** Available records follows **
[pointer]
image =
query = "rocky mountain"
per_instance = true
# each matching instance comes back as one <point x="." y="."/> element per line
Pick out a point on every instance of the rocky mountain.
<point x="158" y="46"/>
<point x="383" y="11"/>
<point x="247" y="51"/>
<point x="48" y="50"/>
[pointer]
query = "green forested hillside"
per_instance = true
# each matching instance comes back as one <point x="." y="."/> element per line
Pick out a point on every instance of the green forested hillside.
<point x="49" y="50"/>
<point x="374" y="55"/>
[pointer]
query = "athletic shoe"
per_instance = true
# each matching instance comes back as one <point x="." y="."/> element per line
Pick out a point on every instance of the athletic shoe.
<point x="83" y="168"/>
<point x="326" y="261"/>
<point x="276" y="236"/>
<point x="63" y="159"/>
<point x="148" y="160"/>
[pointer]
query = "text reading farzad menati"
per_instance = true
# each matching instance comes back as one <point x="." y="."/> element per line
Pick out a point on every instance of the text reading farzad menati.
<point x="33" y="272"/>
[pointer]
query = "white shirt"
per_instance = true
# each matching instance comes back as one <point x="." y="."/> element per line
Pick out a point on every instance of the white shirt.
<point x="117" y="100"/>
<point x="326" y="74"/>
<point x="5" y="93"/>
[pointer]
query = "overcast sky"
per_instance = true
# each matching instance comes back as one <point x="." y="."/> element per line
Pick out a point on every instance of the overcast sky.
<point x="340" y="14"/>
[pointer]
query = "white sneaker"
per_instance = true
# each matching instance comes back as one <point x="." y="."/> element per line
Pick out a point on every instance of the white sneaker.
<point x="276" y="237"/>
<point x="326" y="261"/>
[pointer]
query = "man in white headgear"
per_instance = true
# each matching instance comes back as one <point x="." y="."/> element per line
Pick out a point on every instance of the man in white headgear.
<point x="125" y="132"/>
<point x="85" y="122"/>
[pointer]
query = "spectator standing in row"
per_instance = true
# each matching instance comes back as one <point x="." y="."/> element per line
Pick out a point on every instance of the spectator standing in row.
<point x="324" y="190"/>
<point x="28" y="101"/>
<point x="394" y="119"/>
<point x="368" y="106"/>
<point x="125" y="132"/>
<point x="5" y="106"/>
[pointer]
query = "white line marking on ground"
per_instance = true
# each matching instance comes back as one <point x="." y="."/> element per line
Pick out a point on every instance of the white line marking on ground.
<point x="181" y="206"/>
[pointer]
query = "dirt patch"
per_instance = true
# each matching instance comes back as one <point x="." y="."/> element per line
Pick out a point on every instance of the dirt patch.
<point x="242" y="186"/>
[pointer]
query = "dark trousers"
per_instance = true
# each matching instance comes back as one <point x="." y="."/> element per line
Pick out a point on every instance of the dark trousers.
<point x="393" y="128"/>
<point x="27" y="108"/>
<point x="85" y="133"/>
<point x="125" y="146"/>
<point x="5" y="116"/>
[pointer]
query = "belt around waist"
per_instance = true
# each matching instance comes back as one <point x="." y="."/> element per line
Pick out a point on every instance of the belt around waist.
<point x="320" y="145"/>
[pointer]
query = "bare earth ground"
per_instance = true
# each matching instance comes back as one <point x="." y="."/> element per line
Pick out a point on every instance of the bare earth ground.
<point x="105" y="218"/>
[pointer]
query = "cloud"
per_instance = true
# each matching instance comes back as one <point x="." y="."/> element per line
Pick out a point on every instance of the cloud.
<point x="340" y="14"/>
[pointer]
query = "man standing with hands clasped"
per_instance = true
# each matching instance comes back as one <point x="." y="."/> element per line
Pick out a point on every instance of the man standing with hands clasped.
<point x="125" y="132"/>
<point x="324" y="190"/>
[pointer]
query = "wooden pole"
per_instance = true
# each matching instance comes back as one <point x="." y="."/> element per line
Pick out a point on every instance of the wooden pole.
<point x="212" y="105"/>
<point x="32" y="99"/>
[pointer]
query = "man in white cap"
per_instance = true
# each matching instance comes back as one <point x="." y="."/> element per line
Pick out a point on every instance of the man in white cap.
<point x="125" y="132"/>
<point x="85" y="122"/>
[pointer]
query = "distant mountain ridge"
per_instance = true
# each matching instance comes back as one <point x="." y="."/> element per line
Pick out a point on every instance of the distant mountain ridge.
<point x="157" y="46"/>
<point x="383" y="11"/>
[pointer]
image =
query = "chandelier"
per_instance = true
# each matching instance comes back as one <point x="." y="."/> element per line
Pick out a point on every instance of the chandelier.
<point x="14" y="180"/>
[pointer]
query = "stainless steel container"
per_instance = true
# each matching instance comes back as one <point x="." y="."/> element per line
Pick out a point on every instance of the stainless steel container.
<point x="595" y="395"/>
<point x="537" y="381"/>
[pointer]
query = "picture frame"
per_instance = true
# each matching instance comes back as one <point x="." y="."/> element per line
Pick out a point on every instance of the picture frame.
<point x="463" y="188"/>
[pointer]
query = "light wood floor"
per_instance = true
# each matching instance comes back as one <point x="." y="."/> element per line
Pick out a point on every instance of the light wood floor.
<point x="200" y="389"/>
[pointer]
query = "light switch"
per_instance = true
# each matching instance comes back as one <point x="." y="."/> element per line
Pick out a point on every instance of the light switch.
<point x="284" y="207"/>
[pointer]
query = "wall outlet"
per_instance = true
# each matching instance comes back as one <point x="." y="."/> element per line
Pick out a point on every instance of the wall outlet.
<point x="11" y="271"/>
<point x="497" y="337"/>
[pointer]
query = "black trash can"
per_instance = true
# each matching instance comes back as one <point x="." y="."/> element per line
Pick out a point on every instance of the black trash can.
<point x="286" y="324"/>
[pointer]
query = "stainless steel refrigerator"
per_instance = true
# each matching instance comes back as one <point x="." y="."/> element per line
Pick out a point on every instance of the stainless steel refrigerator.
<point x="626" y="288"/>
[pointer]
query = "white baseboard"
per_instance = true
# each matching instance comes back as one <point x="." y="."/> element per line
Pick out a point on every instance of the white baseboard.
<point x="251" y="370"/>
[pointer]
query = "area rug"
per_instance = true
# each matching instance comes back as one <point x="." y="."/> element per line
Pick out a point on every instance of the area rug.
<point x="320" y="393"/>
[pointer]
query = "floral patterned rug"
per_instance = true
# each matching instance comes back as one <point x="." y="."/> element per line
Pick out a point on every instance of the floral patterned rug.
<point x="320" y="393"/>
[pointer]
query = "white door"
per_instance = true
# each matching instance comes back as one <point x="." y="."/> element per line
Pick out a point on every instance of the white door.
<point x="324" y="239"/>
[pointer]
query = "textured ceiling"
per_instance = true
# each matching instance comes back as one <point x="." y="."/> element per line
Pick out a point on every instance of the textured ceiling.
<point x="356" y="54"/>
** End of Available records **
#### Directions for this task
Output the full listing exactly, please.

#### Reply
[pointer]
image =
query = "rocky mountain"
per_instance = true
# each matching instance comes back as one <point x="." y="."/> element per line
Pick out a point on every instance of the rocky mountain.
<point x="158" y="46"/>
<point x="383" y="11"/>
<point x="247" y="51"/>
<point x="48" y="50"/>
[pointer]
query = "green forested hillside"
per_instance = true
# each matching instance comes back as one <point x="." y="."/> element per line
Pick out a point on every instance of the green forested hillside.
<point x="49" y="50"/>
<point x="374" y="55"/>
[pointer]
query = "athletic shoe"
per_instance = true
# each matching instance comes back as one <point x="." y="."/> element per line
Pick out a point on every instance of the athletic shoe.
<point x="83" y="168"/>
<point x="326" y="261"/>
<point x="276" y="236"/>
<point x="63" y="159"/>
<point x="148" y="160"/>
[pointer]
query = "text reading farzad menati"
per_instance = true
# each matching instance comes back as one <point x="." y="."/> element per line
Pick out a point on every instance of the text reading farzad menati.
<point x="33" y="272"/>
[pointer]
query = "white shirt"
per_instance = true
# each matching instance comes back as one <point x="." y="."/> element per line
Pick out a point on every instance of the white shirt.
<point x="117" y="100"/>
<point x="326" y="74"/>
<point x="5" y="93"/>
[pointer]
query = "overcast sky"
per_instance = true
# each matching instance comes back as one <point x="." y="."/> element per line
Pick out a point on every instance of the overcast sky.
<point x="340" y="14"/>
[pointer]
query = "white sneaker"
per_instance = true
# each matching instance comes back as one <point x="." y="."/> element per line
Pick out a point on every instance of the white sneaker.
<point x="276" y="237"/>
<point x="326" y="261"/>
[pointer]
query = "man in white headgear"
per_instance = true
# each matching instance comes back as one <point x="." y="."/> element per line
Pick out a point on every instance of the man in white headgear.
<point x="125" y="132"/>
<point x="85" y="122"/>
[pointer]
query = "spectator standing in row"
per_instance = true
# each matching instance comes back as one <point x="." y="."/> element per line
Pick out a point on every instance of the spectator standing in row.
<point x="324" y="190"/>
<point x="28" y="101"/>
<point x="394" y="119"/>
<point x="368" y="106"/>
<point x="125" y="132"/>
<point x="5" y="106"/>
[pointer]
query = "white line marking on ground"
per_instance = true
# each matching instance comes back as one <point x="." y="."/> element per line
Pick out a point on every instance of the white line marking on ground.
<point x="181" y="206"/>
[pointer]
query = "dirt patch"
per_instance = true
# each matching instance comes back as one <point x="." y="."/> element per line
Pick out a point on every instance of the dirt patch.
<point x="242" y="186"/>
[pointer]
query = "dark trousers"
per_instance = true
# each matching instance comes back as one <point x="." y="."/> element per line
Pick out a point on every instance of the dark trousers.
<point x="393" y="128"/>
<point x="27" y="108"/>
<point x="85" y="133"/>
<point x="125" y="146"/>
<point x="5" y="116"/>
[pointer]
query = "belt around waist"
per_instance = true
# each matching instance comes back as one <point x="." y="."/> element per line
Pick out a point on every instance of the belt around waist.
<point x="320" y="145"/>
[pointer]
query = "bare earth ground"
per_instance = true
# each matching instance comes back as one <point x="." y="."/> element per line
Pick out a point on every instance of the bare earth ground.
<point x="105" y="218"/>
[pointer]
query = "cloud"
per_instance = true
# each matching instance comes back as one <point x="." y="."/> element per line
Pick out a point on every instance of the cloud.
<point x="340" y="14"/>
[pointer]
query = "man standing with hands clasped"
per_instance = true
# each matching instance comes back as one <point x="." y="."/> element per line
Pick out a point on every instance of the man standing with hands clasped.
<point x="125" y="132"/>
<point x="324" y="190"/>
[pointer]
query = "wooden pole"
per_instance = true
# each matching instance comes back as one <point x="." y="."/> element per line
Pick out a point on every instance of the wooden pole.
<point x="212" y="105"/>
<point x="32" y="99"/>
[pointer]
query = "man in white cap"
per_instance = true
# each matching instance comes back as one <point x="." y="."/> element per line
Pick out a point on every instance of the man in white cap.
<point x="125" y="132"/>
<point x="85" y="122"/>
[pointer]
query = "distant mountain ridge"
per_instance = true
# each matching instance comes back as one <point x="." y="."/> element per line
Pick out a point on every instance of the distant mountain ridge.
<point x="157" y="46"/>
<point x="383" y="11"/>
[pointer]
image =
query = "chandelier"
per_instance = true
# each matching instance comes back as one <point x="." y="."/> element per line
Pick out a point on every instance of the chandelier.
<point x="14" y="180"/>
[pointer]
query = "stainless steel container"
per_instance = true
# each matching instance comes back as one <point x="." y="."/> element per line
Pick out a point on every instance of the stainless steel container.
<point x="595" y="395"/>
<point x="537" y="381"/>
[pointer]
query = "picture frame"
per_instance = true
# each matching instance comes back as one <point x="." y="."/> element per line
Pick out a point on every instance of the picture frame.
<point x="463" y="188"/>
[pointer]
query = "light wood floor"
per_instance = true
# each matching instance comes back as one <point x="." y="."/> element per line
Pick out a point on every instance of the light wood floor.
<point x="200" y="389"/>
[pointer]
query = "light switch"
per_instance = true
# each matching instance comes back as one <point x="." y="."/> element per line
Pick out a point on every instance of the light switch.
<point x="284" y="207"/>
[pointer]
query = "wall outlet"
per_instance = true
# each matching instance comes back as one <point x="." y="."/> element per line
Pick out a point on every instance of the wall outlet.
<point x="11" y="271"/>
<point x="497" y="337"/>
[pointer]
query = "black trash can"
per_instance = true
# each matching instance comes back as one <point x="." y="."/> element per line
Pick out a point on every instance of the black trash can.
<point x="286" y="324"/>
[pointer]
query = "stainless steel refrigerator"
per_instance = true
# each matching instance comes back as one <point x="." y="."/> element per line
Pick out a point on every instance of the stainless steel refrigerator.
<point x="626" y="288"/>
[pointer]
query = "white baseboard"
per_instance = true
# each matching instance comes back as one <point x="." y="."/> element per line
Pick out a point on every instance of the white baseboard.
<point x="251" y="370"/>
[pointer]
query = "area rug"
per_instance = true
# each matching instance comes back as one <point x="." y="."/> element per line
Pick out a point on every instance of the area rug.
<point x="320" y="393"/>
[pointer]
query = "floral patterned rug"
per_instance = true
# each matching instance comes back as one <point x="." y="."/> element per line
Pick out a point on every instance of the floral patterned rug.
<point x="320" y="393"/>
[pointer]
query = "white door"
per_instance = true
# each matching instance comes back as one <point x="." y="."/> element per line
Pick out a point on every instance of the white door.
<point x="324" y="239"/>
[pointer]
query = "textured ceiling"
per_instance = true
# each matching instance comes back as one <point x="." y="."/> element per line
Pick out a point on every instance of the textured ceiling.
<point x="356" y="54"/>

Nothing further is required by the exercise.